Start of Extracted material

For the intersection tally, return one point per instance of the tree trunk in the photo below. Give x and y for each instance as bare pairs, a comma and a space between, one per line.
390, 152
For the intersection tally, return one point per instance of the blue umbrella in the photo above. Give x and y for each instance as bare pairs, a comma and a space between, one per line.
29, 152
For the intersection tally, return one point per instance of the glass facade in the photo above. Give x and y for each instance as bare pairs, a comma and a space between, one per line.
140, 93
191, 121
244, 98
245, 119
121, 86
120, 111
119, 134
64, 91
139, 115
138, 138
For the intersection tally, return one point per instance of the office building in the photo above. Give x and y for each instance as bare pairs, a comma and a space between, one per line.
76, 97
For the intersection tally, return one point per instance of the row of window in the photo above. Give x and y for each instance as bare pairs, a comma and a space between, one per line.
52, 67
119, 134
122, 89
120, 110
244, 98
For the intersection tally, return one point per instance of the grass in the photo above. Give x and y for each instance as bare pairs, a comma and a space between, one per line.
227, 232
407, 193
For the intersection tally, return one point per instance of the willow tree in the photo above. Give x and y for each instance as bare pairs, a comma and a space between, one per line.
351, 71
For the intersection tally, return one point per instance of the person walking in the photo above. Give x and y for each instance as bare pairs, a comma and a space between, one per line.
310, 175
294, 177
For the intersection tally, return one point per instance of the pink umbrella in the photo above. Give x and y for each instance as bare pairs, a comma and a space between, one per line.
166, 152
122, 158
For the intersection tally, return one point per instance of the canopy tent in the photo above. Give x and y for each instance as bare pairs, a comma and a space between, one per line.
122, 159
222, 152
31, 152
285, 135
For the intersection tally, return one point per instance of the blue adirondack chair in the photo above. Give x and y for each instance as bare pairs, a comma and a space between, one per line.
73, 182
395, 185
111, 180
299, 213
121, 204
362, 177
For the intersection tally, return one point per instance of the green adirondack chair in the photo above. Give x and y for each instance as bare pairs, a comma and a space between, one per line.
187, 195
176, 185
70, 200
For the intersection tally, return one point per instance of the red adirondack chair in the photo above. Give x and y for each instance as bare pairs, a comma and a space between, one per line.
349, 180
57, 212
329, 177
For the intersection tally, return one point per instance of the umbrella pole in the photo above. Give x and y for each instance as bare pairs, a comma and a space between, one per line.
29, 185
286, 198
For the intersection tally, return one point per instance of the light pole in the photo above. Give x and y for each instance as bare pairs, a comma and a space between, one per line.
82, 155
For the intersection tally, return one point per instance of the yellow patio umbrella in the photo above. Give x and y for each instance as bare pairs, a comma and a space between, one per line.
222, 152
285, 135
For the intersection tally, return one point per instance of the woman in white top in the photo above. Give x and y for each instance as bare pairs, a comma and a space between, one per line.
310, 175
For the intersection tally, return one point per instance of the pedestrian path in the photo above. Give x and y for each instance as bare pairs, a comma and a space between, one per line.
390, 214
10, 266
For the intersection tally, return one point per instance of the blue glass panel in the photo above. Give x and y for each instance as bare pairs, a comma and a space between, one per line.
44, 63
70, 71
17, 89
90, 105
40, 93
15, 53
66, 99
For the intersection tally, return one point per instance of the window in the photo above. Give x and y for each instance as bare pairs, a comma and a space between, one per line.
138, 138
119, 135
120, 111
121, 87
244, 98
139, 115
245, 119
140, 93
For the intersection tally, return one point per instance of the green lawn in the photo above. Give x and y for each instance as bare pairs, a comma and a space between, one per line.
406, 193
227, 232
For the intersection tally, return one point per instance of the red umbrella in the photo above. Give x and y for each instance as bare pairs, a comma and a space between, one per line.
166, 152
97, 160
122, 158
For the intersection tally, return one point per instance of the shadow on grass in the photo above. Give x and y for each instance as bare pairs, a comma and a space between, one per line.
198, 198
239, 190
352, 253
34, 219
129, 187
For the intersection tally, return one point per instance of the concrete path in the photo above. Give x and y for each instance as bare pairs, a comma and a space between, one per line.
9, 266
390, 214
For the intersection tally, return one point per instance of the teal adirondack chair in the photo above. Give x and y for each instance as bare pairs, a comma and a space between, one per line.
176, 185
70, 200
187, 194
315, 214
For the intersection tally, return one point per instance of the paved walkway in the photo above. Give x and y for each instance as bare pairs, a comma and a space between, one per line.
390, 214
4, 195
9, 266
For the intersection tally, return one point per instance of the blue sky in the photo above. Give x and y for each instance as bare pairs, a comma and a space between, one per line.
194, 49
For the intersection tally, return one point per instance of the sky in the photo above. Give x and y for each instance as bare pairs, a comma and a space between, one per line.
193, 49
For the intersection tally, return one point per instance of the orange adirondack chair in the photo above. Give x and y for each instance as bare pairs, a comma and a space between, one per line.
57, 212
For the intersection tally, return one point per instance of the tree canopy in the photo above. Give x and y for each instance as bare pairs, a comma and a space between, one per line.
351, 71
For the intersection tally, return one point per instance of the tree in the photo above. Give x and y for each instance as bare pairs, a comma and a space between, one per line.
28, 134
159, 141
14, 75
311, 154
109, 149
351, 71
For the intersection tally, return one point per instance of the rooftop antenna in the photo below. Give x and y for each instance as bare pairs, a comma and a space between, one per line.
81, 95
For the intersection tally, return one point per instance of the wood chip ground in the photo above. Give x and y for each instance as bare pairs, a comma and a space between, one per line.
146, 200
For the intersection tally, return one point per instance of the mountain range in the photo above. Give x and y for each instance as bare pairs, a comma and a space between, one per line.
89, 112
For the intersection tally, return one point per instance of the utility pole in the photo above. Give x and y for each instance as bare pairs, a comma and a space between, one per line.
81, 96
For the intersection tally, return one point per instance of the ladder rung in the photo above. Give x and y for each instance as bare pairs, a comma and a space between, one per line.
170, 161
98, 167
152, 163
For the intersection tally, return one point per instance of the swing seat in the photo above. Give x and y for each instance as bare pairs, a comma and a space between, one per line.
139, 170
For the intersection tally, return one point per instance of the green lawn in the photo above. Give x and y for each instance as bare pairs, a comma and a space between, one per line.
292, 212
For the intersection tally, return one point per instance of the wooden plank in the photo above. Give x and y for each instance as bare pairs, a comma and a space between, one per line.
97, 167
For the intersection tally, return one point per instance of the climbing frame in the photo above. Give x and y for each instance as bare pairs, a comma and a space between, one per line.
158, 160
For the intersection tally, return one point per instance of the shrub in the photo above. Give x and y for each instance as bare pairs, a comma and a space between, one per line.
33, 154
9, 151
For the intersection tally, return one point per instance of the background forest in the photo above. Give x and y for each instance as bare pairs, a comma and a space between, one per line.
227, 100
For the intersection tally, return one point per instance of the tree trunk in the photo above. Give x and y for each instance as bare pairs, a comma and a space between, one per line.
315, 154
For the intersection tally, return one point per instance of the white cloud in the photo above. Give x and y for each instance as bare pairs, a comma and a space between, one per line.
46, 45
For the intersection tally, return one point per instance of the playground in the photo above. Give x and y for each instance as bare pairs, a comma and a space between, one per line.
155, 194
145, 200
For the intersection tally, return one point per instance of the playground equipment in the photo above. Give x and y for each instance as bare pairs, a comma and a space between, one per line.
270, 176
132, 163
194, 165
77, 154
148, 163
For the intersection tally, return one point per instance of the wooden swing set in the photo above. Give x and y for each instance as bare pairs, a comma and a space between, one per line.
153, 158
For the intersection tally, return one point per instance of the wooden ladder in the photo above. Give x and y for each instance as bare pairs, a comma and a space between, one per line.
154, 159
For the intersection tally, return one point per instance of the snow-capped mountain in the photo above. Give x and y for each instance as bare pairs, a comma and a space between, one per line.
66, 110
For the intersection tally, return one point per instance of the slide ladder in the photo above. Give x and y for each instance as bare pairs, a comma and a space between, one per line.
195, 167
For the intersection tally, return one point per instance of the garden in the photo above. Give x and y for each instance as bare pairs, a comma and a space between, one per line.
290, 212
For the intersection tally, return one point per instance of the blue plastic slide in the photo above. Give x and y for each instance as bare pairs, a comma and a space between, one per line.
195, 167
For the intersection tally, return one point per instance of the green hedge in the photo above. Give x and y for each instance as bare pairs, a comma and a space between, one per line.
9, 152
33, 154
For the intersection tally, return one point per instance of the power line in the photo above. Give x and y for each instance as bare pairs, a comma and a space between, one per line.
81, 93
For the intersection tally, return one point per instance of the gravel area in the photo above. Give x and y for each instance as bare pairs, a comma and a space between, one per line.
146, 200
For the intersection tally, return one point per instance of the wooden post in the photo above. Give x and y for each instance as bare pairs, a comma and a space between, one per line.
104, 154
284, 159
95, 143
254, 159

End of Extracted material

**Exercise description:**
Starting from the line containing "the blue plastic" and ending with the final line of the data, reproduce each line exactly as it appears, including no other lines.

**The answer:**
For the intersection tally, return one point per instance of the blue plastic slide in the photo above. Give x and y for each instance as bare pairs, a comma and a space between, one per line.
195, 167
For the intersection tally, return one point per instance of the green hedge in the photo above. Give x and y for each instance as bare pairs, a comma and a space between, one per line.
9, 152
33, 154
For the intersection tally, return one point per instance of the power line in the photo above. Give x and y for each instance as bare pairs, a comma and a space between, one per line.
81, 93
For the intersection tally, return one point per instance of the gravel area in the photo above. Give x and y for each instance as bare pairs, a comma and a space between, one per line.
146, 200
For the intersection tally, return one point per instance of the wooden post in the photo above. Give x and y for each instance as bare pairs, a comma and a space between, one per line.
104, 154
284, 159
95, 143
254, 159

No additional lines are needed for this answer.